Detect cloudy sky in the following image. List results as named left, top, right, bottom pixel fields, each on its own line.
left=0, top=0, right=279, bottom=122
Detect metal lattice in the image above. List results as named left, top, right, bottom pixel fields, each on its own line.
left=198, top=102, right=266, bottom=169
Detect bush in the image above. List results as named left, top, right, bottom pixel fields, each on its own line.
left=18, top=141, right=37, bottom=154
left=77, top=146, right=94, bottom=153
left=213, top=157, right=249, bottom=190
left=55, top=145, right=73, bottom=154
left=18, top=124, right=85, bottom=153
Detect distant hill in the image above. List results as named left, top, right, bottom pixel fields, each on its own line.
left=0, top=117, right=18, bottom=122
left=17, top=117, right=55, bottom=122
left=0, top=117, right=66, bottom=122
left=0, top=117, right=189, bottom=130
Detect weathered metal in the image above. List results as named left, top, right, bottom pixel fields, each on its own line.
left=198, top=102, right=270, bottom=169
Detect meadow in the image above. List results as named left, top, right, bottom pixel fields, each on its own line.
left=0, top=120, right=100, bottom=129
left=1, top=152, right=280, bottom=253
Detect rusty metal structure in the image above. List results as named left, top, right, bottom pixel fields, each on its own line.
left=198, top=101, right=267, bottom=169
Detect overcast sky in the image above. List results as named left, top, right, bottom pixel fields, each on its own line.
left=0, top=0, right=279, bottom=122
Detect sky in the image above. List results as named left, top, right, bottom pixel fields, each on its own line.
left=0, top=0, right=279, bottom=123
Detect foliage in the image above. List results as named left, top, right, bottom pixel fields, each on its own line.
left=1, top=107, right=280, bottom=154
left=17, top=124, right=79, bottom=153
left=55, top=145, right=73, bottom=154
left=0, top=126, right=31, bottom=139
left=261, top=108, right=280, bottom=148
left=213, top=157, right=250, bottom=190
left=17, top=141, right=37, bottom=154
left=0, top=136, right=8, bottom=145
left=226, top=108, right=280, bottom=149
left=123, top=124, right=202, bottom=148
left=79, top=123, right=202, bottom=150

++++++++++++++++++++

## Aim of the task
Transcribe the records exactly as they appear.

## Answer to this task
Detect cloudy sky in the following image. List results as named left, top, right, bottom pixel fields, each on its own line.
left=0, top=0, right=279, bottom=122
Detect metal lattice in the image above. List results as named left, top, right, bottom pixel fields, each on its own line.
left=198, top=102, right=266, bottom=169
Detect bush in the image above. List results as named left, top, right, bottom pixel fields, each on its own line.
left=18, top=141, right=37, bottom=154
left=77, top=146, right=94, bottom=153
left=213, top=157, right=249, bottom=190
left=55, top=145, right=73, bottom=154
left=18, top=124, right=85, bottom=153
Detect distant hill in the image above. List results as named left, top, right, bottom pixel fields, each on its own line.
left=0, top=117, right=18, bottom=122
left=17, top=117, right=55, bottom=122
left=0, top=117, right=66, bottom=122
left=0, top=117, right=189, bottom=130
Detect weathered metal in the image above. List results as named left, top, right, bottom pixel fields, each on its own line.
left=198, top=102, right=270, bottom=169
Detect meadow in the image above. List results as named left, top, right, bottom pixel fields, each on its own line.
left=0, top=120, right=100, bottom=129
left=1, top=152, right=280, bottom=253
Detect rusty metal structure in the image above. List results as named left, top, right, bottom pixel fields, each on its own line.
left=198, top=101, right=267, bottom=169
Detect overcast sky in the image above. List results as named left, top, right, bottom pixel fields, each on its own line.
left=0, top=0, right=279, bottom=122
Detect sky in the image above. List results as named left, top, right, bottom pixel fields, each on its own line.
left=0, top=0, right=279, bottom=123
Detect foliage in the image above. List results as named left, top, right, bottom pixel fields, each on its own line.
left=1, top=107, right=280, bottom=154
left=17, top=124, right=79, bottom=153
left=55, top=145, right=73, bottom=154
left=0, top=126, right=31, bottom=139
left=261, top=108, right=280, bottom=148
left=213, top=157, right=250, bottom=190
left=17, top=141, right=37, bottom=154
left=0, top=136, right=8, bottom=145
left=226, top=108, right=280, bottom=149
left=123, top=124, right=202, bottom=148
left=79, top=123, right=202, bottom=150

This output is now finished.